(Exercise tasks):
(a) In the forum thread, shorten the paragraph that begins "Anyone has any contact inside Intel" into a brief list that keeps its main facts.
(b) Quote word for word the part of the forum thread that opens with the words containing "# Intel GMA950" and closes with "driver (see below)?".

===== Document passage

# Intel GMA950 drivers for Win7 32bit



## RejZoR (Oct 23, 2009)

Where could i download Intel GMA950 drivers for Windows 7 32bit ?
On Intel page, there are drivers from 2nd October 2009, but when i try to download them, i get message that driver was moved or archived. Wtf!?
Can someone contact someone inside Intel to fix this this or if anyone knows the actual download for this very driver (see below)?



> Multi language: win7_1512754.exe	Download
> 
> Ver:15.12.75.4.1930	Date:10/2/2009	Size:23255 (KB)	Time @56Kbps:53.83 min
> OS:Windows 7 Enterprise, 32-bit version*, Windows 7 Home Basic, 32-bit version*, Windows 7 Home Premium, 32-bit version*, Windows 7 Professional, 32-bit version*, Windows 7 Ultimate, 32-bit version*, Windows 7*, Windows 7, 32-bit*


----------



## RejZoR (Oct 24, 2009)

Anyone has any contact inside Intel so they can fix this damn link? I need latest drivers but i can't get them, because the link is dead. I had same problem with some Lexmark driver and it took them 1 month to fix it. Thankfully i could contact them, with Intel, there is no direct contact.


----------



## Laurijan (Oct 24, 2009)

Use this site to download it - use the download assistant button:
http://findfiles.com/list.php?string=win7_1512754.exe&db=Mirrors&match=All&search=


----------



## RejZoR (Oct 24, 2009)

That's uber weird, that this link works, but the one on Intel page doesn't. You deserve one Thanks for this one 

EDIT:
Thanks but not thanks. I thought it's the actual file but then i noticed it's just a downloader which how not surprisingly fails to download file from Intel webpage. There is no other mirror for this file. WTF!?


----------



## RejZoR (Oct 25, 2009)

Good thing i never tried ZIP version which to my luck does work.  So, i'm going with that version of driver...


----------



## Hibest (Oct 28, 2009)

*I've contacted Intel and the link is available now!*

I got the same problem like you days before, and then I wrote an email to Intel. Today I got a reply that the .exe link is now available. Try again.


----------



## Hibest (Oct 28, 2009)

RejZoR said:


> Good thing i never tried ZIP version which to my luck does work.  So, i'm going with that version of driver...


----------



## RejZoR (Oct 28, 2009)

Yeah, EXE is working now. Thx


----------

==========
===== Recorded data

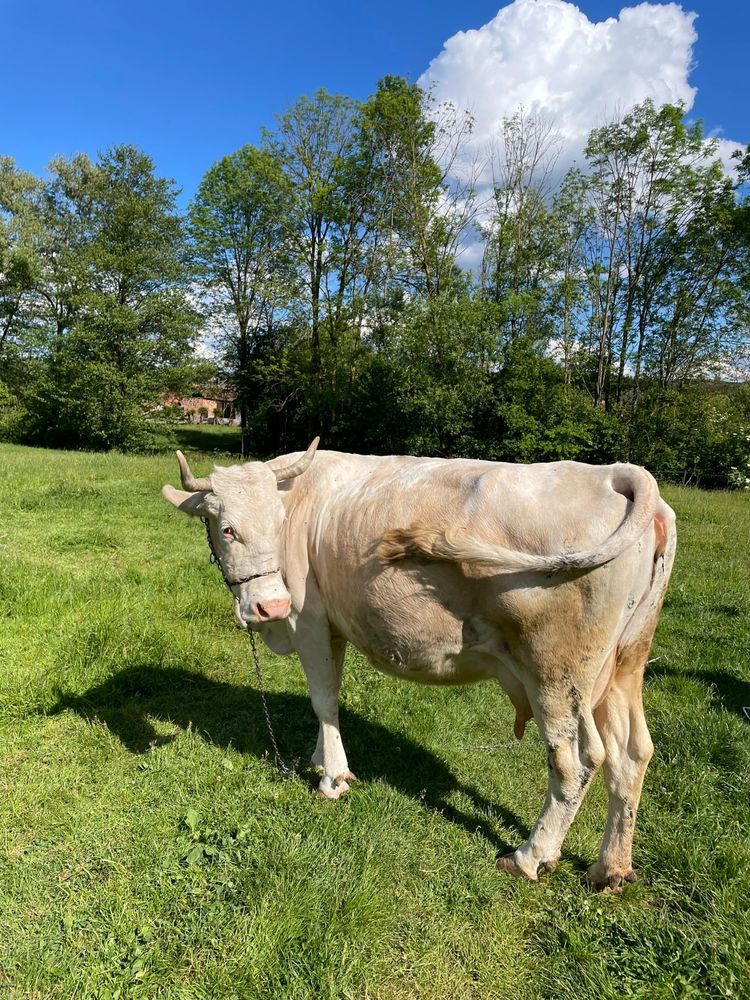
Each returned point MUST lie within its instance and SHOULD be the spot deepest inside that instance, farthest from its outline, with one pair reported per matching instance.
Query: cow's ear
(189, 503)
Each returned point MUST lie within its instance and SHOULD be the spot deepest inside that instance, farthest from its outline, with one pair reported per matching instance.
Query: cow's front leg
(322, 660)
(574, 753)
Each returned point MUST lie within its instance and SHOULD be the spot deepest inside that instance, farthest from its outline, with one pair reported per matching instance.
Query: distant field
(149, 849)
(210, 438)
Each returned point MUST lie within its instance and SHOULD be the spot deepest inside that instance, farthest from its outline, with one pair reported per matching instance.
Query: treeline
(359, 282)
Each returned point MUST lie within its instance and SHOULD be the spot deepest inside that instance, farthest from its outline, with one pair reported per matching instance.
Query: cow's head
(245, 515)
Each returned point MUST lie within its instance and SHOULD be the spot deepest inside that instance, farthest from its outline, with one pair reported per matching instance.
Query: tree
(520, 252)
(239, 239)
(422, 208)
(124, 321)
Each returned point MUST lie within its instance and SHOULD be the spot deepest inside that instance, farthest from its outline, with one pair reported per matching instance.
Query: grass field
(149, 849)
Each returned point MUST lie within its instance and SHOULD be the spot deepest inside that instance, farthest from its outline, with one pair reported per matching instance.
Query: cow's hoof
(600, 879)
(332, 789)
(508, 864)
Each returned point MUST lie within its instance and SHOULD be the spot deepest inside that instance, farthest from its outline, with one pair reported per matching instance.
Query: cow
(548, 578)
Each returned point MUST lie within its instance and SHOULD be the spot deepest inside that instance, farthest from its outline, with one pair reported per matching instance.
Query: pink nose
(273, 611)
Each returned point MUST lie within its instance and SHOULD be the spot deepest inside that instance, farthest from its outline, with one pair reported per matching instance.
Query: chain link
(281, 765)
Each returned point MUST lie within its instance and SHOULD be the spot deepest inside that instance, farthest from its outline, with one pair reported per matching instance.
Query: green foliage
(124, 322)
(697, 434)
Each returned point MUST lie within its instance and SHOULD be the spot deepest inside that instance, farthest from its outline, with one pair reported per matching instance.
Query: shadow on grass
(732, 693)
(231, 715)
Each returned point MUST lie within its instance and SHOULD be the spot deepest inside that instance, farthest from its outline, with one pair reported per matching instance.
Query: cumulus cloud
(547, 56)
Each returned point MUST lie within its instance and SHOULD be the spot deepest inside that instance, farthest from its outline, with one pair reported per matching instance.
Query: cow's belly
(440, 667)
(405, 630)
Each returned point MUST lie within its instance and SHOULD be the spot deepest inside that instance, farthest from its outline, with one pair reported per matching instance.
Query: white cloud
(547, 56)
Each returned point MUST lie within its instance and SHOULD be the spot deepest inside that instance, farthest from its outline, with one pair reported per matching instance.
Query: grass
(213, 439)
(149, 849)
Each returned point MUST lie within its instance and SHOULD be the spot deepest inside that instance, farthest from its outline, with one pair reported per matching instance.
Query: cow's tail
(422, 542)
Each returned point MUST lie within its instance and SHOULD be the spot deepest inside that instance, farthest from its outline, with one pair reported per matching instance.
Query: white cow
(548, 578)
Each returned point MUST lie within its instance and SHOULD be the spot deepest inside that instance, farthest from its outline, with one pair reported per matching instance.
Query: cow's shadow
(232, 715)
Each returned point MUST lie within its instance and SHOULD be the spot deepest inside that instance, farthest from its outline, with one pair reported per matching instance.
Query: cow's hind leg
(622, 724)
(574, 753)
(628, 749)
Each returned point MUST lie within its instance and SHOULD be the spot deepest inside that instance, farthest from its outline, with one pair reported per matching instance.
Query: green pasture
(149, 849)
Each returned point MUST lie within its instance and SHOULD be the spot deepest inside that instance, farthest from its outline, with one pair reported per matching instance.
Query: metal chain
(281, 765)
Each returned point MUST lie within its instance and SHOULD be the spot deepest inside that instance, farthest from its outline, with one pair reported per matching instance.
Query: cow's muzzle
(272, 611)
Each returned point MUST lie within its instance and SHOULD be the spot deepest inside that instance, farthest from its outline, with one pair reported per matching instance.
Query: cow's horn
(298, 467)
(189, 482)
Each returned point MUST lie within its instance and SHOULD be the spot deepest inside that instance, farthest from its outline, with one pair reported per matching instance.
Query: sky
(189, 82)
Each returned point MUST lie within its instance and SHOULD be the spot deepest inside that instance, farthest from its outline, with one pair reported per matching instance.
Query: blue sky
(189, 82)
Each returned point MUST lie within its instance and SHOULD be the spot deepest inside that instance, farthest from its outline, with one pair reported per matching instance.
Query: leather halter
(247, 579)
(214, 558)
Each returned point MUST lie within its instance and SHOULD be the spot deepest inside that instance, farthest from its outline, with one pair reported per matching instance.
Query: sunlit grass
(148, 848)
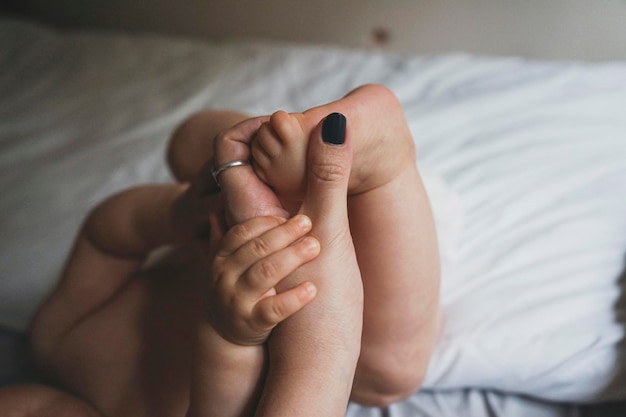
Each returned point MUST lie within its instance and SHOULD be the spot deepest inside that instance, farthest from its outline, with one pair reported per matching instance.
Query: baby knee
(383, 382)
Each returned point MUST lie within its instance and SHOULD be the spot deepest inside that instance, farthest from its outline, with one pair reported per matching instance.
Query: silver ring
(216, 171)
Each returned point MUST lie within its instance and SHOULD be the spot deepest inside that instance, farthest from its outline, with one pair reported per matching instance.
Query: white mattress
(525, 163)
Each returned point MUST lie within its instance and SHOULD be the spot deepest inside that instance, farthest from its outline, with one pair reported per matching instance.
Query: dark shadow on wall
(615, 408)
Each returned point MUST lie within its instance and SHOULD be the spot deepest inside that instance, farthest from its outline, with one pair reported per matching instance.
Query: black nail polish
(334, 129)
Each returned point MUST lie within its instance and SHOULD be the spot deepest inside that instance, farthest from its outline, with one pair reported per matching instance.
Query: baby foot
(383, 145)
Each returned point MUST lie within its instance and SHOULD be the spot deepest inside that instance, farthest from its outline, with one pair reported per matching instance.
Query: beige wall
(558, 29)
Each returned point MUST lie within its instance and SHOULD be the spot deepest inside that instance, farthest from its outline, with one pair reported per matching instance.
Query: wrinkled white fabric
(525, 163)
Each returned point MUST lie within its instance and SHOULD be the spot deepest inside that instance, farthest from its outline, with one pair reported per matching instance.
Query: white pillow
(524, 163)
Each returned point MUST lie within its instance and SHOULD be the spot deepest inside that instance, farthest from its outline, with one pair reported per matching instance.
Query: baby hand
(252, 258)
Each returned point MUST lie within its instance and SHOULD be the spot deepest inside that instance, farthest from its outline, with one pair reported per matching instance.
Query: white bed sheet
(525, 163)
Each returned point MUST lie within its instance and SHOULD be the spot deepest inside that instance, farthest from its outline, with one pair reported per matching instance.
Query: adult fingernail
(334, 129)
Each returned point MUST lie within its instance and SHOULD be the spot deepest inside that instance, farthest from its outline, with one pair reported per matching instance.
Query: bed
(524, 162)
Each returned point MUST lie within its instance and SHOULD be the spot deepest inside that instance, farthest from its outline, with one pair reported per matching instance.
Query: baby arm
(243, 308)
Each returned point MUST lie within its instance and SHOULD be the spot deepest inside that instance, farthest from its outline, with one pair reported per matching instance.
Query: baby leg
(392, 227)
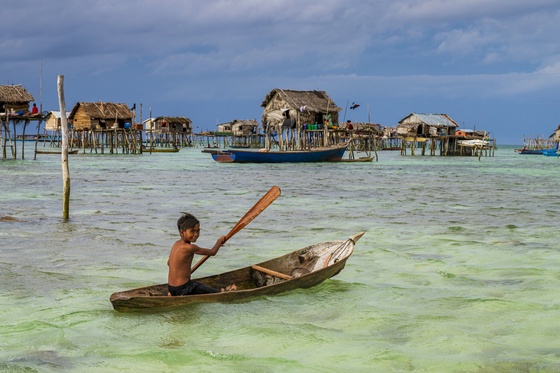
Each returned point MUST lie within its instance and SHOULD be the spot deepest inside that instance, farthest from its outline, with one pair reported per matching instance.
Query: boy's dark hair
(186, 221)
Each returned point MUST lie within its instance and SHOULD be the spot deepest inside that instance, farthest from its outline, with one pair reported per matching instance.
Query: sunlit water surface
(458, 271)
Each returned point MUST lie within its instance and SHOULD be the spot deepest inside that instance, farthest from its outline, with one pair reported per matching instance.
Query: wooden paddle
(259, 207)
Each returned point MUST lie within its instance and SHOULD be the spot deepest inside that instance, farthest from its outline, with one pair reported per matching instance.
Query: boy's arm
(210, 252)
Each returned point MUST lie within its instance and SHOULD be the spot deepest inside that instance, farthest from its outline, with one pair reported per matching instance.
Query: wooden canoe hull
(305, 268)
(331, 154)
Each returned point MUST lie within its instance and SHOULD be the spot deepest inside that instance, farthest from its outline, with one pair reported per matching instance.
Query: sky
(490, 65)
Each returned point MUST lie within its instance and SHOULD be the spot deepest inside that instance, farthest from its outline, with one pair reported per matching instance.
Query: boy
(181, 257)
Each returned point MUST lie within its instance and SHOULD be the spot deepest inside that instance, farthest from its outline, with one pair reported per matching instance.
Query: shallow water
(458, 271)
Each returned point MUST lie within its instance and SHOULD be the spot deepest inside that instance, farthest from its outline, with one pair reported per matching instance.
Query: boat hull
(303, 268)
(332, 154)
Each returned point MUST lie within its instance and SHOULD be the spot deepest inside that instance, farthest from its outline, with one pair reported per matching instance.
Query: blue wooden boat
(551, 152)
(530, 151)
(325, 154)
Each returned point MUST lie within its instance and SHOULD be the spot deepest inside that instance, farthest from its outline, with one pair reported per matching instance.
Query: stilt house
(14, 100)
(98, 116)
(175, 125)
(292, 109)
(426, 125)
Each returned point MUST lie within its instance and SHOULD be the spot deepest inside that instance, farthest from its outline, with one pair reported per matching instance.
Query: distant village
(289, 119)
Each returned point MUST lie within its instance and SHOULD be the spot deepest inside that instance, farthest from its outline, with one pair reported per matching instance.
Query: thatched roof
(312, 101)
(103, 110)
(245, 122)
(14, 94)
(438, 120)
(174, 120)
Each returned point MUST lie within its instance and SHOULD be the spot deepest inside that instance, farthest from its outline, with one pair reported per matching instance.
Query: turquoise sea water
(458, 271)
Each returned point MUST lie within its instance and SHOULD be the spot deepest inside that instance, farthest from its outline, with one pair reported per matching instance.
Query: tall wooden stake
(65, 168)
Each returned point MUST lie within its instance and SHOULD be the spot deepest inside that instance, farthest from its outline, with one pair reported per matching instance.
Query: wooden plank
(271, 272)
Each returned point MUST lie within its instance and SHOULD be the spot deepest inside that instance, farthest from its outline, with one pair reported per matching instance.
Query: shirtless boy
(181, 257)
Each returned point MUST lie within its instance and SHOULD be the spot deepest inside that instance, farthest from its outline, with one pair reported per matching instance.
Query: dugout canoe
(302, 268)
(332, 153)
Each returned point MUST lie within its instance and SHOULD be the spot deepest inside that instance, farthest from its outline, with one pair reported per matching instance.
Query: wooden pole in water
(65, 168)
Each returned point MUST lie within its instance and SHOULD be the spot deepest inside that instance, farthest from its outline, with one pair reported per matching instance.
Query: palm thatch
(170, 124)
(100, 115)
(283, 105)
(15, 97)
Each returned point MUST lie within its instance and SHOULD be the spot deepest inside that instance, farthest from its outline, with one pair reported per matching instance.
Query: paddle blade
(259, 207)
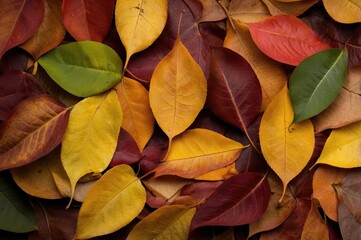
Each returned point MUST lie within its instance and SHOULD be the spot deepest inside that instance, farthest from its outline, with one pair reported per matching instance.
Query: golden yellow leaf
(138, 119)
(177, 91)
(198, 151)
(91, 136)
(270, 73)
(168, 222)
(344, 11)
(139, 23)
(342, 148)
(111, 203)
(286, 147)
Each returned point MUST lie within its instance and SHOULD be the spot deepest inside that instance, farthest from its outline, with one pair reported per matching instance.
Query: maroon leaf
(19, 20)
(239, 200)
(16, 86)
(88, 19)
(127, 151)
(35, 127)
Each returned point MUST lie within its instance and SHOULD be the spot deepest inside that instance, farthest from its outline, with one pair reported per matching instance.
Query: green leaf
(83, 68)
(316, 82)
(16, 214)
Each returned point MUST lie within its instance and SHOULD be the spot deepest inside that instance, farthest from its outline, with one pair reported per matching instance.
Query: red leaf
(88, 19)
(286, 39)
(19, 20)
(16, 86)
(239, 200)
(35, 127)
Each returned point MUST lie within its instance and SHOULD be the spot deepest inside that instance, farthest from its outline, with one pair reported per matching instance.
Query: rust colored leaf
(36, 127)
(88, 19)
(19, 20)
(286, 39)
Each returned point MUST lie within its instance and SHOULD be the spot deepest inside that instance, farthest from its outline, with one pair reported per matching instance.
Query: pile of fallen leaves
(180, 119)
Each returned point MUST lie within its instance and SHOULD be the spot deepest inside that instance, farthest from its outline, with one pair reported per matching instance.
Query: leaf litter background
(180, 119)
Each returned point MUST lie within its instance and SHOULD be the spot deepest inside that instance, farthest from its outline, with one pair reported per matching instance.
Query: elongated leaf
(316, 82)
(168, 222)
(50, 32)
(198, 151)
(36, 127)
(282, 141)
(233, 84)
(138, 118)
(92, 135)
(344, 11)
(246, 202)
(122, 199)
(178, 90)
(139, 23)
(286, 39)
(83, 68)
(342, 147)
(19, 20)
(88, 20)
(16, 214)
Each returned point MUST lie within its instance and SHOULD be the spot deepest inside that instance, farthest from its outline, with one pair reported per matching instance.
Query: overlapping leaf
(286, 39)
(83, 68)
(91, 137)
(316, 82)
(35, 127)
(122, 199)
(198, 151)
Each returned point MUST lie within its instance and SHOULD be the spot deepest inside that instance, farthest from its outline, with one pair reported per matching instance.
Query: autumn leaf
(281, 140)
(35, 127)
(123, 197)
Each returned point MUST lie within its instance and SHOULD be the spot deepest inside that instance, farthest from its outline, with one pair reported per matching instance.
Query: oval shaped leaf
(36, 127)
(286, 39)
(88, 20)
(316, 82)
(177, 91)
(83, 68)
(342, 147)
(168, 222)
(122, 199)
(247, 198)
(138, 118)
(18, 21)
(92, 135)
(139, 23)
(286, 146)
(198, 151)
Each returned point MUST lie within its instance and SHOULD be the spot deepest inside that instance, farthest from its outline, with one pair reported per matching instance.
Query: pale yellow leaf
(286, 147)
(177, 91)
(344, 11)
(138, 119)
(91, 136)
(270, 73)
(198, 151)
(168, 222)
(342, 148)
(139, 23)
(111, 203)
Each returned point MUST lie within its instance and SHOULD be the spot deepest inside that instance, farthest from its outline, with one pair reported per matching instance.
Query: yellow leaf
(91, 136)
(168, 222)
(344, 11)
(139, 23)
(270, 73)
(286, 147)
(198, 151)
(177, 91)
(138, 119)
(342, 148)
(111, 203)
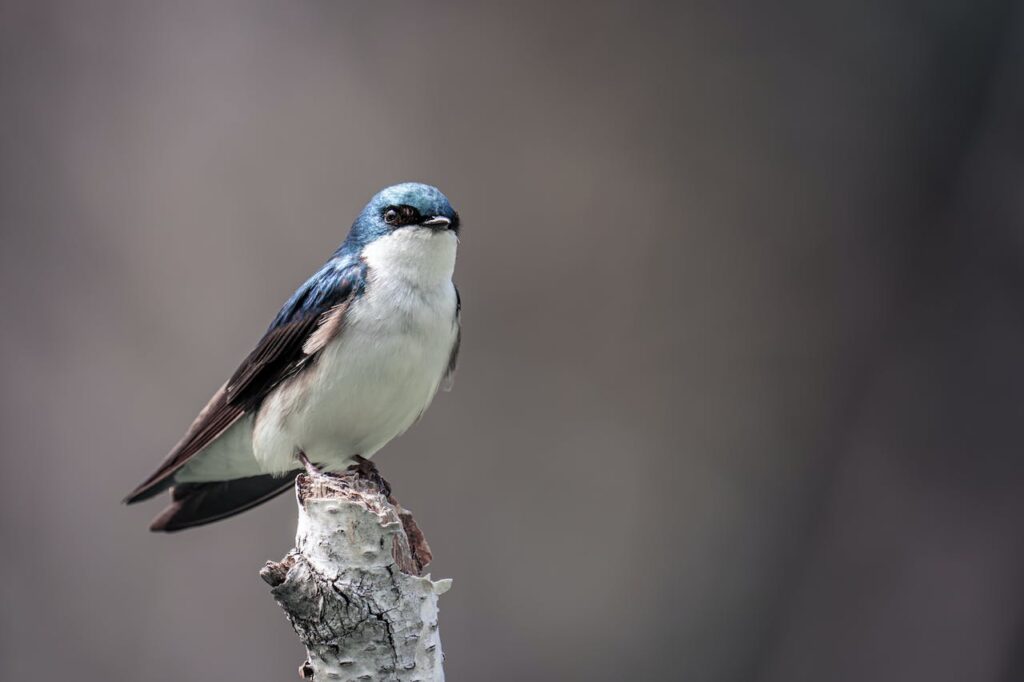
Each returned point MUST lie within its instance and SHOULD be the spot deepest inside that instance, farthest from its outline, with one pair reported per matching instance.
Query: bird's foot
(309, 466)
(368, 470)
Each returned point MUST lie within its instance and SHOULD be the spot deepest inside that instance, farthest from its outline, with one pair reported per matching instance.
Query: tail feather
(196, 504)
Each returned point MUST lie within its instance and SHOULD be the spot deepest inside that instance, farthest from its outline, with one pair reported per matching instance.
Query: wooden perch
(353, 587)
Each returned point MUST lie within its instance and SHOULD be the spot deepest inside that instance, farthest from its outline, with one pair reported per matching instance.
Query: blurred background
(740, 393)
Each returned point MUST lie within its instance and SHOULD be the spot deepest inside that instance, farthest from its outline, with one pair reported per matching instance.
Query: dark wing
(454, 357)
(198, 504)
(282, 352)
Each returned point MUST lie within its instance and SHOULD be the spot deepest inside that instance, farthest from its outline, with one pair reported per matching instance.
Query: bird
(351, 360)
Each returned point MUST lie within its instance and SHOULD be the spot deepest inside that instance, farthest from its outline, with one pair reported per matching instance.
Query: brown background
(740, 395)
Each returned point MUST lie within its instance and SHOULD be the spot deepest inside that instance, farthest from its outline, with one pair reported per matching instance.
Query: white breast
(375, 378)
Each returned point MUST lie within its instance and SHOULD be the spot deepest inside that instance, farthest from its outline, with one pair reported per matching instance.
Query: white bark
(351, 588)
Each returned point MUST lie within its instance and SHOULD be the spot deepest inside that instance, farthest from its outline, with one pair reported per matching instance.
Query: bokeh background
(740, 394)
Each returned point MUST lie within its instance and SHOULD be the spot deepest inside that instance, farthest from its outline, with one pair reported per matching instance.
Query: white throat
(418, 257)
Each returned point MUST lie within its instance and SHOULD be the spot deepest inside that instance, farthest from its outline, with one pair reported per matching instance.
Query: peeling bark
(353, 587)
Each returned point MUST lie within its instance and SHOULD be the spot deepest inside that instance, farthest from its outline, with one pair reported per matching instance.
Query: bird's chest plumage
(377, 374)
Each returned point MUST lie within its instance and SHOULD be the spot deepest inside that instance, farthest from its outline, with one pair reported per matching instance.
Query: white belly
(370, 383)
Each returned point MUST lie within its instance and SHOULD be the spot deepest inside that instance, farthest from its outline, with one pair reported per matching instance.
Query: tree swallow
(351, 360)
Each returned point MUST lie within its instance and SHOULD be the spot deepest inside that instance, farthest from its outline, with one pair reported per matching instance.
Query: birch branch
(353, 587)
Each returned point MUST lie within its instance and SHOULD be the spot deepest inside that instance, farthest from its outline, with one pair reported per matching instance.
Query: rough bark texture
(353, 589)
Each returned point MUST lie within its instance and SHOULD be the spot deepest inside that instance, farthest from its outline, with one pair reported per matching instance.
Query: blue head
(406, 206)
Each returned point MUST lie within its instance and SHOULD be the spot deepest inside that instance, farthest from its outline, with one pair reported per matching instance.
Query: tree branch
(353, 587)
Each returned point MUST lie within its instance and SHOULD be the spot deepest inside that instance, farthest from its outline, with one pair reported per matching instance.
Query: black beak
(437, 222)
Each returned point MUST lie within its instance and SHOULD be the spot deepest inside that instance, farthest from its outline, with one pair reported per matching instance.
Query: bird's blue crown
(427, 201)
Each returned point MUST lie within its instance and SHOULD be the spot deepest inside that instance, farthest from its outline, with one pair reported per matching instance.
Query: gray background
(740, 394)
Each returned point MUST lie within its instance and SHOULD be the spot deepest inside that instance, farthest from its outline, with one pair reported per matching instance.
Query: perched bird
(351, 360)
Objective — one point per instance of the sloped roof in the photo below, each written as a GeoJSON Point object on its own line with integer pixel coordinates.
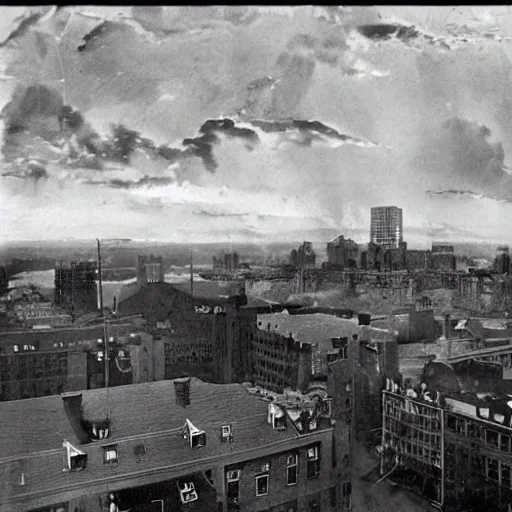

==========

(Written answers):
(a)
- The writer asks if anyone has a contact inside Intel who can fix the dead download link.
- The writer needs the latest drivers but cannot get them because the link is dead.
- The same problem once happened with a Lexmark driver, and that fix took a month.
- Lexmark could be contacted, but Intel has no direct contact.

(b)
# Intel GMA950 drivers for Win7 32bit



## RejZoR (Oct 23, 2009)

Where could i download Intel GMA950 drivers for Windows 7 32bit ?
On Intel page, there are drivers from 2nd October 2009, but when i try to download them, i get message that driver was moved or archived. Wtf!?
Can someone contact someone inside Intel to fix this this or if anyone knows the actual download for this very driver (see below)?